Show every line of the data below that contains the word "road", copying each line in full. Case counts.
+-------+
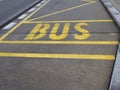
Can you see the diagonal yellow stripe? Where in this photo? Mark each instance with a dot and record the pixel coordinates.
(62, 42)
(69, 21)
(62, 56)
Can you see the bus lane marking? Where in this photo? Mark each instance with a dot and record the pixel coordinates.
(61, 56)
(20, 23)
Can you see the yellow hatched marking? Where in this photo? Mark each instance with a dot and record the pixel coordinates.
(62, 42)
(69, 21)
(64, 10)
(14, 28)
(62, 56)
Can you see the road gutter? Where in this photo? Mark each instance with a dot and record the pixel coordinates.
(115, 79)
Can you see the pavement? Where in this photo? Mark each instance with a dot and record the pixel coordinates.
(13, 9)
(113, 7)
(59, 45)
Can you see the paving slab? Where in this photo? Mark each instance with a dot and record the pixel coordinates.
(62, 45)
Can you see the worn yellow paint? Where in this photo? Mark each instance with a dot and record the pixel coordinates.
(62, 42)
(15, 27)
(63, 56)
(39, 28)
(70, 21)
(85, 33)
(64, 10)
(64, 33)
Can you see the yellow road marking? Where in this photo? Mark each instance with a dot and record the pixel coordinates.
(14, 28)
(64, 10)
(63, 56)
(70, 21)
(62, 42)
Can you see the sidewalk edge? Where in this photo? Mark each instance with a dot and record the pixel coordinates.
(115, 78)
(14, 16)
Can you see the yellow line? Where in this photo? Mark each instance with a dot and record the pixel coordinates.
(63, 56)
(69, 21)
(62, 42)
(13, 29)
(64, 10)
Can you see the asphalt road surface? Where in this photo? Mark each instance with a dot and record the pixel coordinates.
(60, 45)
(10, 8)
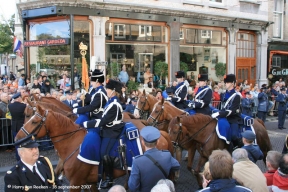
+-------+
- _Solved exercise_
Can you see the road gutter? Where in this photo? Mark each instance with a dot and record the pixel coordinates.
Can you see the yellow road marking? Where in this photo? Mark each instance with a dot and record the pixel coordinates.
Can you see the asphalt road surface? Where in this photo? Mark each instance with a dot and record the pixel coordinates.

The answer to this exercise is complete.